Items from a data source
━━━━━━━━━━
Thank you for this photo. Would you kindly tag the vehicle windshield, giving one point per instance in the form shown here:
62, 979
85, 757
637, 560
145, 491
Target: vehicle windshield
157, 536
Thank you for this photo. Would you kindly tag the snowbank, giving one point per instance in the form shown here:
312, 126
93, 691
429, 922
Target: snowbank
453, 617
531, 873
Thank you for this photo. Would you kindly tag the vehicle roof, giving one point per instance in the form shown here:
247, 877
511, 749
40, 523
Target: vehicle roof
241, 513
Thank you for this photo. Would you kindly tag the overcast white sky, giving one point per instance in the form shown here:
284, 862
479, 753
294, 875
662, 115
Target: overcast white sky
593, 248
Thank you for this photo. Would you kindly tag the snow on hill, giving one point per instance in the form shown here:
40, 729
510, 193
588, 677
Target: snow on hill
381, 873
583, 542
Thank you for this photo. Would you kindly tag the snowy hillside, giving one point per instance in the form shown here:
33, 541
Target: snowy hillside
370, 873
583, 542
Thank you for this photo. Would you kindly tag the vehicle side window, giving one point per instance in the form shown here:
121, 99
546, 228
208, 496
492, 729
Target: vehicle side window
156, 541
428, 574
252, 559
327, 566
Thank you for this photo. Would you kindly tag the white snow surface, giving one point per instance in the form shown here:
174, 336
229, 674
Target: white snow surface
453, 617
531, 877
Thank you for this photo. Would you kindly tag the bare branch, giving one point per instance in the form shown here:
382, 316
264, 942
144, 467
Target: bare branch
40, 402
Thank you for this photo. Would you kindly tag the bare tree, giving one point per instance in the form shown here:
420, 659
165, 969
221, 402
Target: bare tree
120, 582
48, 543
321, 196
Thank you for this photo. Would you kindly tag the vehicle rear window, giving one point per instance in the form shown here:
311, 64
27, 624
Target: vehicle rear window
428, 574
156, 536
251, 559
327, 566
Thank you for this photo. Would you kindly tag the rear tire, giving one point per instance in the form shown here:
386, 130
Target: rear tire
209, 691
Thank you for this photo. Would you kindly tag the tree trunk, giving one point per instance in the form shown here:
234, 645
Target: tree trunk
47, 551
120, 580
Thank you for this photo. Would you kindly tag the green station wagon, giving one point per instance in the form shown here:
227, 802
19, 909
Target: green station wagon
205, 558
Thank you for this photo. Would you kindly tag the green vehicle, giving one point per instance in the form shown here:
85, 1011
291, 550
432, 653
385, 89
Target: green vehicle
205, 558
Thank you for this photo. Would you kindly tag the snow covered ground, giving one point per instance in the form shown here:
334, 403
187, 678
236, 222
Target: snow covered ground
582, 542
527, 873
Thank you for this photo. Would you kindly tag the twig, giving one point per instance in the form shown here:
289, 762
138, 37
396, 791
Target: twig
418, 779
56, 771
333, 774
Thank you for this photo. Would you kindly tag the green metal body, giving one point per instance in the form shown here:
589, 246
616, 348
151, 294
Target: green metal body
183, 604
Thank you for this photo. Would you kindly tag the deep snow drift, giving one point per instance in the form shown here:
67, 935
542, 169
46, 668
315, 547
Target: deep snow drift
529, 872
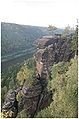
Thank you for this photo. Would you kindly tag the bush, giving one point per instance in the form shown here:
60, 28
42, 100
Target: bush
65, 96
━━━━━━━━━━
Your answer must be an exact copy of the records, with no pictures in it.

# [Solution to this task]
Thank you for this photo. Would you kindly tag the vehicle windshield, giving one point per instance in the form shown here:
62, 979
85, 757
637, 560
145, 491
Target: vehicle windshield
157, 536
Thank you for this photo. Would you kindly tag the snowbank, giving one point per instance in the form shown here:
312, 126
93, 691
429, 922
Target: snowbank
453, 617
531, 873
Thank you for this photo. Would you kindly tag the vehicle roof, giving one point per instance in the form shown here:
247, 877
511, 749
40, 523
Target: vehicle roof
241, 513
Thank you for this photo. Would you kindly tag the overcast white sky, giving one point per instance in the form shown here:
284, 862
479, 753
294, 875
662, 115
Target: overcast white sky
593, 248
Thank you for this photo. Would you kindly tag the snow on hill, giving one point per instance in the form shown here:
40, 729
510, 193
588, 677
Target: snow on hill
381, 873
583, 542
Thank you for this photo. Would you kindly tag the snowy hillside, giving one point per instance in the form shown here:
33, 541
Target: snowy hillside
370, 873
583, 542
Thank you for this photo. Would you kindly tag the vehicle side window, giving one point per instance in the form shown here:
121, 99
546, 228
208, 496
492, 729
Target: vehicle side window
156, 541
428, 574
252, 559
327, 566
Thank you for this photo. Would you kindly tag the white snow surface, giving one point per instance in the form shown here:
174, 336
229, 674
Target: white snow surface
453, 617
531, 877
Thank you for this photo. Would you kindly tag the bare branch, giving one point per instance in the form shown here:
382, 316
264, 942
144, 467
Target: bare branch
40, 402
Thank you for this photo. Would you kindly tag the bare tree, giving one point per instance in the form shown here:
420, 659
165, 969
221, 402
Target: bare tree
120, 582
48, 543
321, 196
Thank you for this photo. Would you kindly tag the vehicle rear window, giving one point per instance in the form shown here:
311, 64
27, 624
Target: vehicle rear window
428, 574
156, 536
251, 559
327, 566
Thank you for this photo. Would you kindly tag the rear tire, giving one point per instance in the form shown here:
386, 130
Target: rear tire
209, 691
Thank you for this photo. Would you kindly tag the tree trunk, giving one point per instance in the form shown here:
234, 645
Target: tree trunk
47, 551
120, 580
Thank you for this photo. Would you kindly tag the green station wagon, giving one point per instance in the form shown here:
227, 802
19, 909
Target: green station wagon
205, 558
Thank you for this photo. Would you kindly tag the green vehicle, giving one point per instance in the form shown here:
85, 1011
291, 550
432, 653
385, 89
Target: green vehicle
205, 558
Thank you for this photo. Would you kindly tag the snow covered ground, giving one point per instance in the form shown here:
334, 403
187, 678
236, 222
Target: snow covered ground
582, 542
527, 873
Thank you for this photo. Would you kindly tag the twig, giving one point per instance in the form shown here:
289, 762
138, 37
396, 791
Target: twig
418, 779
56, 771
333, 774
Thank you for this photo. Would you kindly tag the green metal body, giving one point per instance in the form shown here:
589, 246
616, 348
151, 294
Target: green metal body
183, 604
Thank you for this photo. Would you kindly tag the deep snow drift, giving one point per instance in the form shown here:
67, 935
542, 169
46, 668
315, 547
Target: deep snow drift
529, 872
Thank you for this photo. Would you kindly tag the bush, giving one point per instance in the form shown here:
60, 28
42, 100
Target: bush
65, 96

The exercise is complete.